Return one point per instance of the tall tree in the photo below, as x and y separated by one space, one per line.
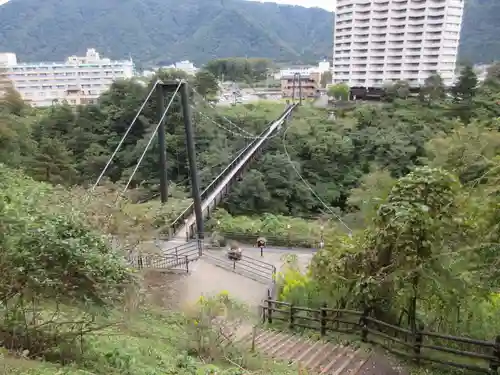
463 93
205 83
326 78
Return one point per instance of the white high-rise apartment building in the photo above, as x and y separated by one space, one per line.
78 80
380 41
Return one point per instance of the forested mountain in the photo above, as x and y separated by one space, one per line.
481 26
164 31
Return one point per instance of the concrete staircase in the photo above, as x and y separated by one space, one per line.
317 356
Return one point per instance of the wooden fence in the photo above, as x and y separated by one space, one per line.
419 345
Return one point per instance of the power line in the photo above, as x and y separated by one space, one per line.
124 136
229 130
327 207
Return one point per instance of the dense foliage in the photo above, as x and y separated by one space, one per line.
71 305
164 32
428 252
199 30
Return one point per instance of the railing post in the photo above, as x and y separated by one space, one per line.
363 321
323 319
417 344
269 307
496 353
292 317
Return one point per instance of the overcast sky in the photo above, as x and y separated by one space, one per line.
326 4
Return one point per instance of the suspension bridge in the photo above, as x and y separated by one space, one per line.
253 277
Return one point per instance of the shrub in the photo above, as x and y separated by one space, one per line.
51 264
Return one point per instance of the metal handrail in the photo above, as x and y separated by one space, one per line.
264 271
221 175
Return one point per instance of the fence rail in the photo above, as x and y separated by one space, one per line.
419 345
179 256
246 266
179 221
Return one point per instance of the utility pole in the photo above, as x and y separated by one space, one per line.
160 90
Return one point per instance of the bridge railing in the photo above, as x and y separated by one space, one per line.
179 221
246 266
287 240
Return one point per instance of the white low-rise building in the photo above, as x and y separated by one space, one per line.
322 67
78 80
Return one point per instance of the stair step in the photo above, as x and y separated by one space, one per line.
273 352
264 346
316 355
342 363
358 367
315 360
298 348
333 359
309 351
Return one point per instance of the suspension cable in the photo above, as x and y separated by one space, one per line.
225 118
124 136
309 186
151 138
229 130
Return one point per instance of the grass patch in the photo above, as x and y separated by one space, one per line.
148 342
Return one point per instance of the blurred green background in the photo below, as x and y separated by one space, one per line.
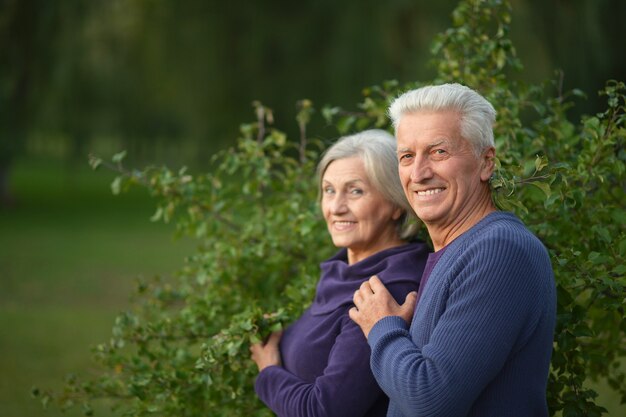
171 81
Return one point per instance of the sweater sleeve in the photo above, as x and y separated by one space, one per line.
346 388
493 302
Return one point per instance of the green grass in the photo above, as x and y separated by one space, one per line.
69 254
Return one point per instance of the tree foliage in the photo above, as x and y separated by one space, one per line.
183 349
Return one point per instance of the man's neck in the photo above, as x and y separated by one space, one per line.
443 235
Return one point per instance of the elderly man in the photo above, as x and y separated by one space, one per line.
480 339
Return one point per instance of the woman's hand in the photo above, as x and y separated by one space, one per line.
267 354
373 302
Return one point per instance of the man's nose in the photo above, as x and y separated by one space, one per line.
421 170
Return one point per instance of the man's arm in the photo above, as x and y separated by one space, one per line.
486 309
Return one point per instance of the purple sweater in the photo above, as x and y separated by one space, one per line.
325 356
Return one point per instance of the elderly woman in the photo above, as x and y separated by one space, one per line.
320 365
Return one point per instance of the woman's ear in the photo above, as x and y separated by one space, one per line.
397 213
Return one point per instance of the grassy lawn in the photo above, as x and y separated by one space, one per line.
69 254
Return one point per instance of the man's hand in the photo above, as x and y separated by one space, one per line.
373 302
267 354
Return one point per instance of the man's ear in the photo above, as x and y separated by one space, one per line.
487 163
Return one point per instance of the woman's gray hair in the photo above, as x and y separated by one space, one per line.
377 150
476 113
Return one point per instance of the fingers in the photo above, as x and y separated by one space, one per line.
376 285
274 338
407 309
353 313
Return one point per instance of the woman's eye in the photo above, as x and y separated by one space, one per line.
439 153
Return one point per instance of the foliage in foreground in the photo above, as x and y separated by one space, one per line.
183 349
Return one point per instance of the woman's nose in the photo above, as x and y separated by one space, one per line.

.....

Copy the stretch from the line that contains "Return one point per instance of the woman's gray" through the end of the material, keeping every line and shifting each coordinate by adding -73 to it.

Return one point per instance of the woman's gray hair in the photo above, as x and y separated by one space, one per line.
304 77
403 40
Return one point per instance of the fingers in the photo above, as x and y separated by one space, one per line.
303 212
201 265
334 236
280 240
Return one point per instance of the woman's eye in the photo above, as x and y separated by one space, one per line.
366 80
Return one point per instance of the foliage in foreground in the photo above, as x and y separated by one space, one per line.
110 276
Return one point per instance of the woman's nose in the photo above, as x and y separated by one space, one per line.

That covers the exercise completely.